[[ Selected excerpt, beginning ]]

I have a doubt concerning the interpretation of entropy as a lack of information.

For an environment (equivalently a collection of fitnesses), given the simplicity of the replicator equation, there may be one or infinitely many equilibria.
– If a species has a fitness greater than any other, then at equilibrium, it will have p=1 and the entropy will be zero.
– However, if two species have an identical fitness larger than any other species, then they may both end up with p>0. The entropy would thus be non-zero.
– Even worse, when all fitnesses are equal, any distribution of probabilities is an equilibrium for the replicator dynamics…

Can we, in such a case, interpret it as a lack of information about the environment compared to the case where only one species is singled out?

[[ Selected excerpt, end ]]

• [Exercise tasks]
**1.** Do these statements agree with the comment on entropy and the replicator equation? (a) When one species has a fitness greater than any other, the entropy at equilibrium is zero. (b) When all fitnesses are equal, the replicator dynamics have exactly one equilibrium. (c) When two species share an identical fitness larger than any other, the entropy would be non-zero. Answer yes or no for each and quote the words of the text that decide it.
**2.** Can you continue the comment on entropy as a lack of information, starting after its closing question?

[[ Information provided, beginning ]]

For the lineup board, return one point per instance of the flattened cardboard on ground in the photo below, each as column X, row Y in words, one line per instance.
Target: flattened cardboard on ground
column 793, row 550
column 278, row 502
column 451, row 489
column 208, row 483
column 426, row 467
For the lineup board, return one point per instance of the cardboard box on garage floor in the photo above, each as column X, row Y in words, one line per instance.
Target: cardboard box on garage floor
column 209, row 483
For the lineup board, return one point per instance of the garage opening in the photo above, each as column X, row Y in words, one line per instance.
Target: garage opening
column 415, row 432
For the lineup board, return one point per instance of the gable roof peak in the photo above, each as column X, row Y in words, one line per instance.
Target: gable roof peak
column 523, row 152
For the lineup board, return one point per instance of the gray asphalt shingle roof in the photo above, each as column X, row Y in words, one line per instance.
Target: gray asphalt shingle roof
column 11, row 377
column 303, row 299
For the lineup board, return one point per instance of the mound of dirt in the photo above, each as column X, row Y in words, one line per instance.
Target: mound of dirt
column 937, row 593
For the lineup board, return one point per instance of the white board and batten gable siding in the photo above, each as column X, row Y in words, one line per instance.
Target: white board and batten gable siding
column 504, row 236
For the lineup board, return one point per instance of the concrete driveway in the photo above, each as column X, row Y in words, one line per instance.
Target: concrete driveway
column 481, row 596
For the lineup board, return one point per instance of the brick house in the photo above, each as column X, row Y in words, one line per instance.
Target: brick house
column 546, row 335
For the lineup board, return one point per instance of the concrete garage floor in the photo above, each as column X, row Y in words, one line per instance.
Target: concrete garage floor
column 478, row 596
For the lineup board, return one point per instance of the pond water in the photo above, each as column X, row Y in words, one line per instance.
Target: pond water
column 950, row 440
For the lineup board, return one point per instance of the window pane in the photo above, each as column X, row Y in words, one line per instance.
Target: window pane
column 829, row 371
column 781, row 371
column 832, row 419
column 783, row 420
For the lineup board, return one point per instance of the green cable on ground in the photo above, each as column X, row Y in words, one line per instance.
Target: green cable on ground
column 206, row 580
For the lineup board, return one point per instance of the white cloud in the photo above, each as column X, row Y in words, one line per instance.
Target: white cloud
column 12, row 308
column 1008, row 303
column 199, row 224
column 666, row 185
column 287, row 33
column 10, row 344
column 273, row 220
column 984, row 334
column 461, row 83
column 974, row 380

[[ Information provided, end ]]

• [Results for each task]
**1.**
(a) Yes: "it will have p=1 and the entropy will be zero."
(b) No: "any distribution of probabilities is an equilibrium for the replicator dynamics"
(c) Yes: "The entropy would thus be non-zero."

**2.**
• John Baez says:

Entropy is quite generally a measure of lack of information, but one has to ask ‘lack compared to what?‘, and this is why relative entropy is so important. The problems you mention are good examples of why ordinary entropy is not sufficient to understand the sense in which an ecosystem acquires information about its environment. Next time I’ll present Marc Harper’s solution using relative entropy.

7. Last time we saw that if we take a bunch of different species of self-replicating entities, the entropy of their population distribution can go either up or down as time passes. We saw this is true even in the pathetically simple case where all the replicators have constant fitness—so they don’t interact with each other, and don’t hit ‘limits to growth’ as their population grows […]

8. Jussi Leinonen says:

The formula after “we get the final result” isn’t rendered properly for some reason, at least on the two browser I tested.

• John Baez says:

It works fine for me on Firefox. What’s wrong with it for you?

Here it is:

$\displaystyle{ \dot{S} = - \sum_i \Big( f_i(P) - \langle f(P) \rangle \Big) \, p_i \ln (p_i) }$

What do other people think?

• Jussi Leinonen says:

That’s really weird. What I get is “x”, the e-like “belongs in a set” symbol, and a right arrow. The alt text works fine and looks like valid code to me.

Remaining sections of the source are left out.